Relay Support in Nebula 1.6.0
See part II describing how we built relays into DN in Relays are in DN today
Mission - Connectivity
Defined Networking’s mission is to make fast, reliable, and secure connectivity within reach for every organization. This network connectivity (and its required quickness, security, and reliability) is provided by Nebula, the open-source project built by Defined Networking’s co-founders.
To keep the connectivity fast, Nebula establishes direct peer-to-peer connections, as opposed to a hub-and-spoke model of classic VPN solutions. Direct connections between peers removes a connection aggregation point (a potential bottleneck), as well as minimizing the network distance between peers. Nothing’s worse than a laptop in California connecting through a VPN in New York to access a website hosted in California!
Unfortunately, establishing direct connections between all peers in a Nebula network can be very tricky in some situations, and downright impossible in others. When debugging Nebula connectivity problems, people often times discover some CGNAT space in their ISP and think that this is blocking the traffic. But, I find that CGNAT doesn’t actually cause Nebula connectivity problems - the root cause of most Nebula connectivity problems is Symmetric NATs. But we’ll leave that as a story for another day.

= What this exercise asks =
#1 Reproduce the Nebula passage starting at "Relay Support in" and ending at "hosted in California!", changing "California" to "Oregon".
#2 Write what comes next in the Nebula passage, picking up after its final sentence.
These items come from a source separate from the Nebula passage.

= Records =
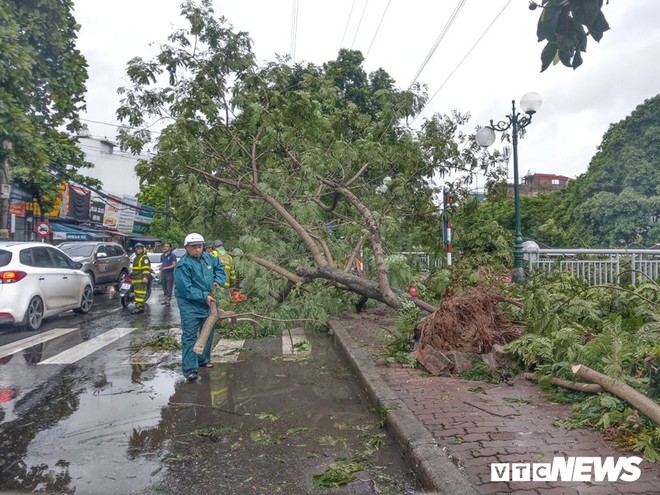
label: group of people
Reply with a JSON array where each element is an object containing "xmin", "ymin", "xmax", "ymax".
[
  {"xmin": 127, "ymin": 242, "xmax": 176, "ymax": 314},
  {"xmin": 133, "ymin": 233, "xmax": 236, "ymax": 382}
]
==
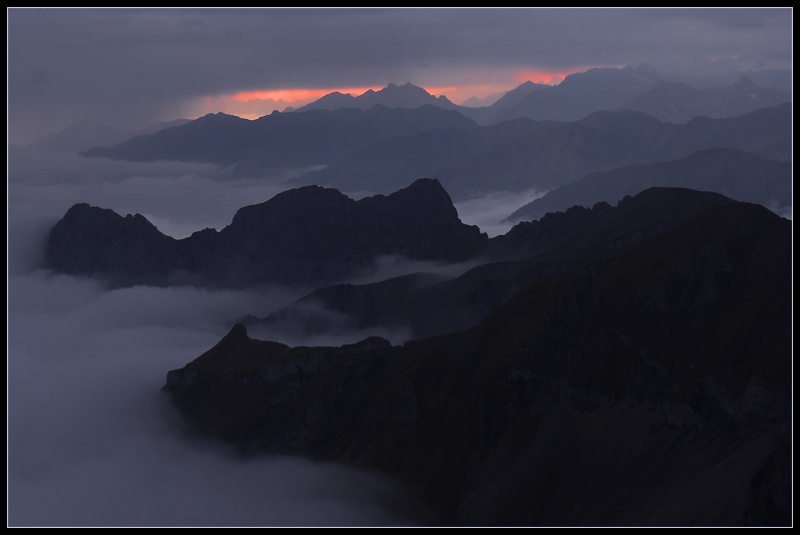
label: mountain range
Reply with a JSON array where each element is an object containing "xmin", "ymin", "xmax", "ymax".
--
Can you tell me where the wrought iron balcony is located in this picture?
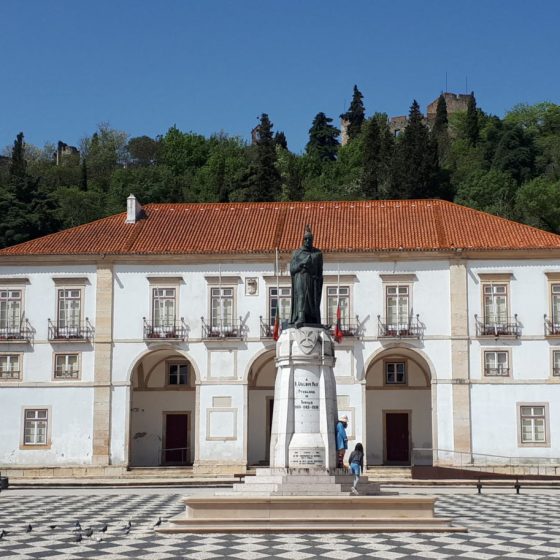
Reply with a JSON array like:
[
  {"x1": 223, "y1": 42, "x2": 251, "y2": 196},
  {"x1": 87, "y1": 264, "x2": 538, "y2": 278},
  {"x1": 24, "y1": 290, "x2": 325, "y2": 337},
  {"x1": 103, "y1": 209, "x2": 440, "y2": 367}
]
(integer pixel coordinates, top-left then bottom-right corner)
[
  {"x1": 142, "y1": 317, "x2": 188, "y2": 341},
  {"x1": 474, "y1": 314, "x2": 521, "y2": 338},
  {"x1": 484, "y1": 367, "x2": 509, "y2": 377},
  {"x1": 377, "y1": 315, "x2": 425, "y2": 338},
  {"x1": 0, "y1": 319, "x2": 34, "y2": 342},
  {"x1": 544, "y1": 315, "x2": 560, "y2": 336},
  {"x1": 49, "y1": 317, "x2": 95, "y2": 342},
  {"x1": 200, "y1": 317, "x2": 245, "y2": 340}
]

= Task answers =
#1
Relay Support in Nebula 1.6.0
See part II describing how we built relays into DN in Relays are in DN today
Mission - Connectivity
Defined Networking’s mission is to make fast, reliable, and secure connectivity within reach for every organization. This network connectivity (and its required quickness, security, and reliability) is provided by Nebula, the open-source project built by Defined Networking’s co-founders.
To keep the connectivity fast, Nebula establishes direct peer-to-peer connections, as opposed to a hub-and-spoke model of classic VPN solutions. Direct connections between peers removes a connection aggregation point (a potential bottleneck), as well as minimizing the network distance between peers. Nothing’s worse than a laptop in Oregon connecting through a VPN in New York to access a website hosted in Oregon!

#2
If even a small percentage of hosts on a Nebula network can’t connect to each other, then Nebula isn’t providing its primary goal of connectivity. A slew of Nebula GitHub issues proved that Nebula users were running headlong into these scenarios.
Enter Relays
In order to provide 100% connectivity between all Nebula peers in all networks, Nebula 1.6.0 introduces support for relaying traffic between two peers through a third Nebula peer. As long as we can guarantee connectivity between all peers and the relay, we can achieve 100% connectivity for all peers through this relay.
To ensure 100% connectivity to the relay, the relay should be deployed like a Lighthouse, with a public internet IP and with appropriate firewall rules in place.
Once both peers successfully connect to this third peer, these end peers may now send Nebula traffic to each other through the intermediary peer.
Relay Configuration
First, a Nebula peer is configured to either act as a relay, or is configured to be accessible through a relay. Hosts that are relays can’t be accessed through another relay. Instead, they ought to be deployed like a Lighthouse, with a public internet IP and appropriate firewall rules to ensure 100% connectivity. This design ensures that there are no relay loops, avoiding all the complication that comes along for the ride (like a Nebula packet bouncing back and forth between relays, never reaching its destination.)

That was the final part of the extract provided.